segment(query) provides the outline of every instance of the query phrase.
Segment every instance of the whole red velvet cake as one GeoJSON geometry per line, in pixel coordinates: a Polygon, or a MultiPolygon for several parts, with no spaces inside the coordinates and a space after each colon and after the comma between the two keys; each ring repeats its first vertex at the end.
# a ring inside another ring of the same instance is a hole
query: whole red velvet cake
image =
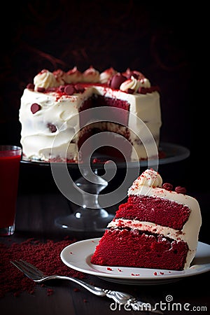
{"type": "Polygon", "coordinates": [[[183,270],[195,257],[202,219],[197,201],[162,185],[145,171],[128,190],[99,241],[91,262],[99,265],[183,270]]]}

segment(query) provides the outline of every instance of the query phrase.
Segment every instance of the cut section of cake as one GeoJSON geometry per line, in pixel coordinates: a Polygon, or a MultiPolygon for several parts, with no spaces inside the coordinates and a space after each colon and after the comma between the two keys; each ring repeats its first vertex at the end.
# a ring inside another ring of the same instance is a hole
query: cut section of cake
{"type": "Polygon", "coordinates": [[[101,74],[92,66],[83,73],[76,67],[67,72],[43,69],[20,100],[23,158],[78,162],[87,139],[108,132],[116,136],[115,143],[122,136],[129,143],[128,160],[146,159],[145,144],[150,150],[160,143],[158,90],[142,74],[130,69],[120,73],[111,68],[101,74]],[[108,118],[95,120],[96,108],[106,108],[108,118]]]}
{"type": "Polygon", "coordinates": [[[127,202],[96,247],[95,265],[183,270],[194,258],[202,224],[197,201],[177,187],[162,185],[147,169],[128,190],[127,202]]]}

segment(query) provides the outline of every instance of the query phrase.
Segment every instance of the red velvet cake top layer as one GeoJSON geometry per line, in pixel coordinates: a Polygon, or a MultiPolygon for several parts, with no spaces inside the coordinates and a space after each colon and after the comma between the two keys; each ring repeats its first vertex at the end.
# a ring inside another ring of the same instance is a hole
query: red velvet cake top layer
{"type": "Polygon", "coordinates": [[[151,222],[175,230],[182,230],[190,210],[188,206],[156,197],[130,195],[120,204],[115,218],[151,222]]]}

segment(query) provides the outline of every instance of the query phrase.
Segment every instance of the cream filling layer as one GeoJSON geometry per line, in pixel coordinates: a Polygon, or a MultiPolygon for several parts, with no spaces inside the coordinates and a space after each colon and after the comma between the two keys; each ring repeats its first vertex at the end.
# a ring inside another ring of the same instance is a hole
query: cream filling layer
{"type": "Polygon", "coordinates": [[[188,233],[186,233],[186,225],[182,230],[174,230],[171,227],[159,225],[150,222],[139,221],[138,220],[129,219],[114,219],[108,223],[107,227],[128,227],[132,230],[140,231],[147,231],[151,233],[163,235],[164,237],[169,237],[176,241],[183,241],[187,243],[189,251],[186,257],[186,261],[184,269],[190,267],[190,264],[193,259],[196,249],[197,242],[195,239],[189,237],[188,233]]]}

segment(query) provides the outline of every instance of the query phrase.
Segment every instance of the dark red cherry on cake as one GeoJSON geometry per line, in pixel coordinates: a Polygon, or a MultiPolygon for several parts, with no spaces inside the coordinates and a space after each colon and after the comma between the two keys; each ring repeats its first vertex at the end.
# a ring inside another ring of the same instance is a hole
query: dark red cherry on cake
{"type": "Polygon", "coordinates": [[[34,103],[32,104],[32,105],[31,106],[31,111],[32,112],[32,113],[35,113],[37,111],[40,111],[41,109],[41,105],[39,105],[37,103],[34,103]]]}
{"type": "Polygon", "coordinates": [[[122,74],[118,73],[113,76],[111,81],[111,88],[114,90],[119,90],[120,86],[123,82],[126,81],[127,78],[122,74]]]}

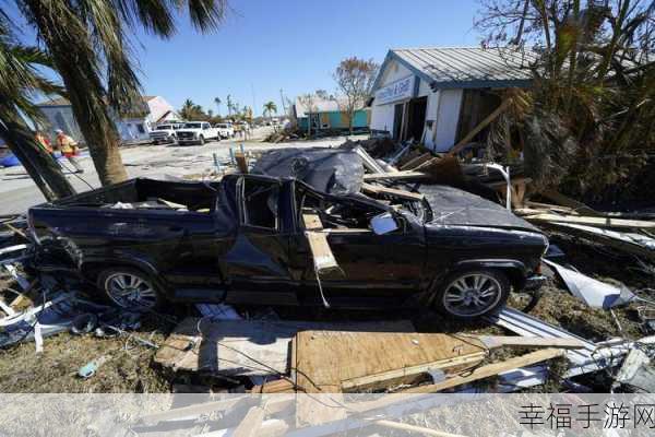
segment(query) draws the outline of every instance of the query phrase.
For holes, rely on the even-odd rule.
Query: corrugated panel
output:
[[[403,61],[430,76],[437,84],[526,81],[533,51],[507,48],[415,48],[392,50]]]

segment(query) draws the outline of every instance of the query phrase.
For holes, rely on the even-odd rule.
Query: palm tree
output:
[[[0,138],[47,200],[74,194],[61,167],[37,144],[34,132],[25,122],[25,117],[36,122],[43,120],[31,99],[34,93],[61,93],[61,88],[44,79],[36,69],[37,66],[48,67],[48,57],[37,48],[19,44],[14,31],[0,10]]]
[[[271,121],[271,114],[275,113],[277,114],[277,105],[275,105],[275,102],[273,101],[269,101],[264,104],[264,116],[267,114],[269,115],[269,121]]]
[[[129,51],[129,34],[139,27],[167,38],[186,4],[200,31],[223,20],[225,0],[14,0],[36,31],[67,90],[100,181],[127,178],[112,110],[129,111],[140,102],[140,82]]]
[[[221,117],[221,104],[223,103],[223,101],[221,99],[221,97],[214,97],[214,103],[216,104],[216,107],[218,108],[218,111],[216,111],[216,115],[218,117]]]

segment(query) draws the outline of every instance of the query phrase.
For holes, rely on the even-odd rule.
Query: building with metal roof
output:
[[[510,48],[389,50],[373,84],[371,129],[448,151],[500,105],[503,90],[531,86],[536,58]]]

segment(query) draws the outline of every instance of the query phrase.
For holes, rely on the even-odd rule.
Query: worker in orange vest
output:
[[[84,173],[84,169],[82,169],[82,166],[75,160],[75,156],[79,154],[78,142],[63,133],[61,129],[57,129],[55,133],[57,133],[57,149],[75,167],[75,173]]]

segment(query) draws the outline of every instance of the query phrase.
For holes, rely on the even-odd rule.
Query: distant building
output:
[[[143,96],[140,107],[132,114],[117,117],[115,122],[123,142],[148,140],[148,133],[157,123],[179,120],[174,107],[162,96]],[[73,117],[73,110],[68,99],[58,97],[38,105],[49,121],[48,133],[53,137],[56,129],[61,129],[73,138],[83,141],[80,127]]]
[[[348,114],[343,110],[341,99],[321,99],[315,97],[311,110],[299,98],[293,107],[294,117],[298,120],[298,127],[307,130],[307,123],[311,120],[311,130],[346,130],[348,129]],[[362,107],[355,110],[353,116],[353,128],[355,130],[368,130],[370,122],[369,108]]]
[[[535,58],[507,48],[390,50],[373,85],[371,130],[445,152],[500,105],[503,90],[531,86]]]

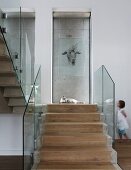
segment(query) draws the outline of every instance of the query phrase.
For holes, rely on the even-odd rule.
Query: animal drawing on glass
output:
[[[62,55],[67,55],[68,62],[72,65],[76,64],[76,56],[79,54],[81,54],[81,52],[77,50],[77,44],[62,53]]]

··········

Work to be completed: List every line of the entries above that contains the word "cream". Treat uppercase and lowercase as different.

Output below:
Segment every instance of the cream filling layer as one GeoJSON geometry per line, in pixel coordinates: a Polygon, or a MultiPolygon for several parts, with no spaces inside the coordinates and a space after each colon and after the comma between the two keys; each ring repeats its first vertex at the end.
query: cream filling layer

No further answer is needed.